◆ **EXERCISE REQUIREMENTS**:
Word for word, write the records out again, but omit each picture.

◆ **EXERCISE DATA**:
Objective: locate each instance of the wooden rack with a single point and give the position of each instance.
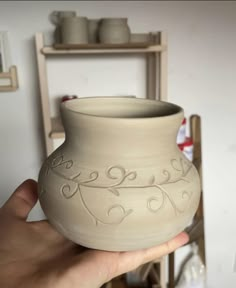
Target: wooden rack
(196, 230)
(12, 77)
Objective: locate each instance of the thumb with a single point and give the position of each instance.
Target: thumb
(22, 200)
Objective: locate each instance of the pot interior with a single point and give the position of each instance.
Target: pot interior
(123, 107)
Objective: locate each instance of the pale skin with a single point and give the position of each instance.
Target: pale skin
(34, 255)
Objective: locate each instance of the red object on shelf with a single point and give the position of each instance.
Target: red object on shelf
(187, 148)
(182, 132)
(68, 97)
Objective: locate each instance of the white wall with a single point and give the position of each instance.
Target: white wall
(202, 45)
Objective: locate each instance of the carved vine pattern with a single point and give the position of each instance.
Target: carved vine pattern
(67, 192)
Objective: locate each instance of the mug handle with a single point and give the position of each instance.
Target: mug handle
(53, 17)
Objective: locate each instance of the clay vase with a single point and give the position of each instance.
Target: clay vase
(119, 181)
(114, 31)
(74, 30)
(56, 18)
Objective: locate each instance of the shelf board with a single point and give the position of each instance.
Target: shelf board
(103, 49)
(57, 129)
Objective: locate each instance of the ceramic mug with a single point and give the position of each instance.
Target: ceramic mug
(114, 30)
(74, 30)
(56, 16)
(93, 28)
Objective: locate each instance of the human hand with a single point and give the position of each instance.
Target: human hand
(34, 255)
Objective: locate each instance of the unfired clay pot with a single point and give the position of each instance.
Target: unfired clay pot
(119, 181)
(114, 31)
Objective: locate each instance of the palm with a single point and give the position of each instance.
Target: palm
(41, 257)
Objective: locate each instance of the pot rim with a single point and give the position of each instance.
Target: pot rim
(69, 107)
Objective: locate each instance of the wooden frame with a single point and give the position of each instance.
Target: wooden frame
(196, 230)
(12, 77)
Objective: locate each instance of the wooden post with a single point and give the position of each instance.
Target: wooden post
(163, 68)
(151, 76)
(195, 130)
(43, 85)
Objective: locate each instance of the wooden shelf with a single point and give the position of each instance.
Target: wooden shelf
(102, 49)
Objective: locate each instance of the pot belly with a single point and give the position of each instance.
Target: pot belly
(118, 208)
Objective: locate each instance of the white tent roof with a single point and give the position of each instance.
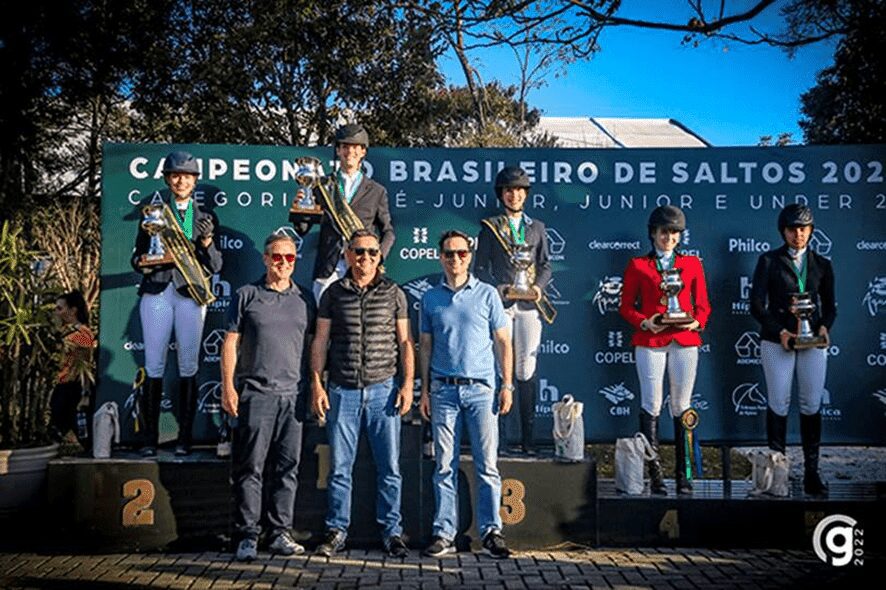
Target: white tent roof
(600, 132)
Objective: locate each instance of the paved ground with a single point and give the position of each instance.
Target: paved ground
(674, 569)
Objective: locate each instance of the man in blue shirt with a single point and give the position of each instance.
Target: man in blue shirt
(463, 327)
(263, 363)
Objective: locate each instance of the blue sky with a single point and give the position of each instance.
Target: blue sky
(729, 94)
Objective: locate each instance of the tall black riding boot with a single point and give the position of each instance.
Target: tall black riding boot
(649, 428)
(152, 394)
(776, 431)
(684, 479)
(526, 392)
(187, 407)
(810, 435)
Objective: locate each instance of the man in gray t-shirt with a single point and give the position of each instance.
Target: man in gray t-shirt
(263, 366)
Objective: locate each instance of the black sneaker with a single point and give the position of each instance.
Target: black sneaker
(395, 547)
(332, 544)
(439, 548)
(494, 545)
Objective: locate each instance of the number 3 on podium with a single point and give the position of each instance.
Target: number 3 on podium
(512, 510)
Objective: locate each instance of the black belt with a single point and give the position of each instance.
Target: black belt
(460, 381)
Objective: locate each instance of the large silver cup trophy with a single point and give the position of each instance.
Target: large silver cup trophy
(671, 285)
(154, 222)
(522, 286)
(308, 176)
(803, 308)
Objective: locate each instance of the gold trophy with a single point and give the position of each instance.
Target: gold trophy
(522, 286)
(803, 307)
(671, 285)
(309, 175)
(169, 245)
(153, 223)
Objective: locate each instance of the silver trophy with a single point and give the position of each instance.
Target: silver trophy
(522, 286)
(803, 308)
(671, 285)
(154, 222)
(308, 176)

◆ **SOLUTION FOR THIS TASK**:
Objective: locate each instance of the wooden rack with a single point and give the position of each instance.
Target: wooden rack
(196, 230)
(12, 77)
Objective: locate each instance of the thumb with a single point and give the position of each instance.
Target: thumb
(22, 200)
Objective: locate each instance of the pot interior with a single point and give the position of each instance.
Target: pot interior
(123, 107)
Objective: locate each instance of the pale skin with a single point and give the position of each instance.
Target: pale skin
(34, 255)
Objective: locate each instance of the red object on shelf with a single point and give the position of each instance.
Target: red object on shelf
(187, 148)
(182, 132)
(68, 97)
Objective: locate each instance of the white wall with a single point and give the position of each instance.
Target: white wall
(202, 45)
Objective: locate each instance of the carved vine pattern with a single point and give the position of each instance.
Target: carved vine pattern
(67, 192)
Objective: locate each instance of the mug handle with a single point and give the position of each instance.
Target: mug handle
(53, 17)
Objective: locate each instance of the clay vase with a single point and give the position of each instance.
Target: clay vase
(119, 181)
(114, 31)
(74, 30)
(56, 18)
Objective: locate each instance of the shelf board with a single point and give the position of each instance.
Target: shelf board
(103, 49)
(57, 129)
Objective: locate each instance of the ceramic mug with a single point and give the position of each instance.
Target: ceramic mug
(114, 30)
(74, 30)
(56, 16)
(93, 28)
Objective: locate each instance of the human hand with a single point and give the position of each instance.
Target: human hand
(34, 255)
Objective: locate each instance of the unfired clay pot with a single point and give the position of each instance.
Target: unfired clay pot
(119, 181)
(114, 31)
Objective: locate each instance of the palm with a single point and give the position of each instance.
Target: palm
(41, 257)
Objective: locate each instance of the pot rim with a single point and give the position of each instance.
Target: pot rim
(69, 107)
Objective: locate each instance of the wooden frame with a single point and give the position of each instance.
Target: wooden frame
(196, 230)
(12, 77)
Objective: locate each instance of the wooden post with a single point and give the position of each instance.
Target: wooden post
(163, 68)
(151, 76)
(195, 130)
(43, 85)
Objective: locate each instance of the wooden shelf with a single point and give the position of each instance.
Target: wooden shelf
(102, 49)
Objective: locate each instance of the pot belly with a single point and give the position of each instance.
Target: pot belly
(118, 208)
Objective: locate each instance of the white tent roof with a single point and give the position of each instance.
Target: white tent roof
(600, 132)
Objective: locate each instance of the paved ground with a single point and give the position of each instance.
Target: paved ground
(674, 569)
Objective: locate each instance of the man in blue shirt with a single point and give the position of each instance.
Target: man in blue shirt
(463, 327)
(263, 363)
Objective: locate each instance of the blue sky with a single point and give the position of each instance.
Target: blue sky
(729, 94)
Objective: locate each instance of the tall black riding boot with a single point and give the position of each instance.
Target: tall black riding boot
(649, 428)
(152, 394)
(776, 431)
(684, 479)
(526, 392)
(187, 407)
(810, 435)
Objective: locate each instance of the man in gray t-shirt with a single point and give the position of each instance.
Target: man in gray t-shirt
(263, 366)
Objective: locate each instance of the black sneaker with a single point and give the position of each instance.
Target: black sneaker
(395, 547)
(332, 544)
(439, 548)
(494, 545)
Objective: locate each instance of the number 3 on podium with a single point and give the position of each instance.
Target: number 3 on podium
(512, 510)
Objective: locate each instance of the black belt with a single point and give the position of each instance.
Target: black belt
(460, 381)
Objective: locate each instance of the large silver cup trophy with a single point and give the position of each instance.
Target: large silver cup trophy
(671, 285)
(154, 222)
(522, 286)
(308, 176)
(803, 308)
Objective: locate each instance of the gold trophy with a single point and give the position of each instance.
Target: gold trophy
(522, 286)
(803, 307)
(671, 285)
(309, 175)
(169, 245)
(153, 223)
Objective: locate each instance of the silver trophy with a single point and give the position of each instance.
Target: silver trophy
(522, 286)
(803, 308)
(671, 285)
(154, 222)
(308, 176)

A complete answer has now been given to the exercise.